**Job A**
In the purging text, why might some purge compounds cause trouble in cast film or extrusion coating operations? Answer in one to three sentences.
**Job B**
List every factor the purging text gives as determining purge time.
**Job C**
Please copy word for word the stretch of the purging text from "Cleaning an extrusion" through "type of contaminant.".

**Page text**

=====

One of the biggest challenges for extrusion operators is cleaning and maintaining an extruder. Extrusion systems can have areas with little or no polymer flow in which material can degrade and cause gels. Often machine operators choose to shut down the system and clean the extruder screw and die. However, there are preventative steps that may allow operators to clean the system and remove the contaminants without the downtime associated with disassembly of the extruder and die.
Cleaning an extrusion system is accomplished by flushing the system with clean resin or a purge material until the system is no longer contaminated. The purge time could be as short as a couple of volumetric exchanges or as long as several hours. Factors determining purge time include extruder screw/barrel wear, die design, the presence of flow inhibitors in the system (e.g., static mixers), and the type of contaminant.
Prior to beginning the process, it is imperative to understand a purge resin’s function. Purge resins are used when there is some form of contaminant in the extrusion system. The contaminant could be in the form of gels, a resin from a previous formulation, fiber contaminants, or additives such as talc, calcium carbonate, or a pigment masterbatch.
Purge resins can remove contaminants through mechanical means or through the use of chemical agents—those that use both are purge additives. While purge additives are a quick and easy answer to a dirty extrusion system, they are not without problems of their own. Some purge compounds have low melt strength and are difficult to use in blown film systems and others produce high levels of smoke at high temperatures, which may be an issue with cast film or extrusion coating operations. A purge additive is another component that must, at some point, be removed before production can resume. Let’s take a look at some of the different methods.

=====

**Items**
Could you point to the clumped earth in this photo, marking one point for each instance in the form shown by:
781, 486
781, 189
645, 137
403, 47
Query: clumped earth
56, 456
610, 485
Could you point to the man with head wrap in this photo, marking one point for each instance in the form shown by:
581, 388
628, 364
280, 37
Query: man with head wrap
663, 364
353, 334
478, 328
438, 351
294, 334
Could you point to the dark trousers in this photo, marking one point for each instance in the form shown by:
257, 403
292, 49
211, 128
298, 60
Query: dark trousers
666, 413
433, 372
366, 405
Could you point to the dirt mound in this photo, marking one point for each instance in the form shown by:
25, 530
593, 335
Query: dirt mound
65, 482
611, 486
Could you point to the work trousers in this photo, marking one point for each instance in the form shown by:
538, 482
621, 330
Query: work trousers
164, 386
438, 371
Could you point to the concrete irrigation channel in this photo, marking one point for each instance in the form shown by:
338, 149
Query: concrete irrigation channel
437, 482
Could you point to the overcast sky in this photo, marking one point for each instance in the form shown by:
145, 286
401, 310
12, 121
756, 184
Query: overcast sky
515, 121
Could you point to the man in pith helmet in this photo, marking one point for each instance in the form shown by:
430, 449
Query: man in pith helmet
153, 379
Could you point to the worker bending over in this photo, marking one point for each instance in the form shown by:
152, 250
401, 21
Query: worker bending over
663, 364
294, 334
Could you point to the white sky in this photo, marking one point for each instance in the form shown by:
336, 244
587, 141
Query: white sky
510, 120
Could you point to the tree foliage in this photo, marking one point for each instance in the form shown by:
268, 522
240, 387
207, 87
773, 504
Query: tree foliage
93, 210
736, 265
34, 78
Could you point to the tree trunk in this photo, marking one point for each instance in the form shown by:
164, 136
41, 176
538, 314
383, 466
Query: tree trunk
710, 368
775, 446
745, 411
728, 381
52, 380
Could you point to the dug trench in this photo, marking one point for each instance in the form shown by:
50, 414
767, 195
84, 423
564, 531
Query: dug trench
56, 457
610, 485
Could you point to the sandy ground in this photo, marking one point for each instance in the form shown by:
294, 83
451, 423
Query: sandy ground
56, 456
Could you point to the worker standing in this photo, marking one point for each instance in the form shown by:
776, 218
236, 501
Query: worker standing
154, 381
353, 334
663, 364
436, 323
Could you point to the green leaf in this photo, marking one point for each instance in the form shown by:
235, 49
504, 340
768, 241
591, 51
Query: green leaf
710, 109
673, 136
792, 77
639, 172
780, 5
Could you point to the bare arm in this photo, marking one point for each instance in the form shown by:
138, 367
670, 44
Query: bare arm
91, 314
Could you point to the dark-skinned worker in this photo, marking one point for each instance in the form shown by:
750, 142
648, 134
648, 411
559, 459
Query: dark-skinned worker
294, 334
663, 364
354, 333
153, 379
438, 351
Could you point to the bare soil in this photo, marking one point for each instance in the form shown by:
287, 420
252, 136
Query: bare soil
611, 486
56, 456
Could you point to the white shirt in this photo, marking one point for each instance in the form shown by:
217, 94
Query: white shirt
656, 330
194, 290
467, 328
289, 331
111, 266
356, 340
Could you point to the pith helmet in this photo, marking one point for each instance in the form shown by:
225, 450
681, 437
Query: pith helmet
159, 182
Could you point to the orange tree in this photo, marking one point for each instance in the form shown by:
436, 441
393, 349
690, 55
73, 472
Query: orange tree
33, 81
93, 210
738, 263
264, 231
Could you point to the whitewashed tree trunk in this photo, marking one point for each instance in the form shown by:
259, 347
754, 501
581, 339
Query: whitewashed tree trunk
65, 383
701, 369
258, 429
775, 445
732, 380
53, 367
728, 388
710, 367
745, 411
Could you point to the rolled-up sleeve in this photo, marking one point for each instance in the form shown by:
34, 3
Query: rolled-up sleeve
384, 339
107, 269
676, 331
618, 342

=====

**Final result A**
Some purge compounds produce high levels of smoke at high temperatures. That smoke may be an issue with cast film or extrusion coating operations.

**Final result B**
- Extruder screw/barrel wear
- Die design
- The presence of flow inhibitors in the system (e.g., static mixers)
- The type of contaminant

**Final result C**
Cleaning an extrusion system is accomplished by flushing the system with clean resin or a purge material until the system is no longer contaminated. The purge time could be as short as a couple of volumetric exchanges or as long as several hours. Factors determining purge time include extruder screw/barrel wear, die design, the presence of flow inhibitors in the system (e.g., static mixers), and the type of contaminant.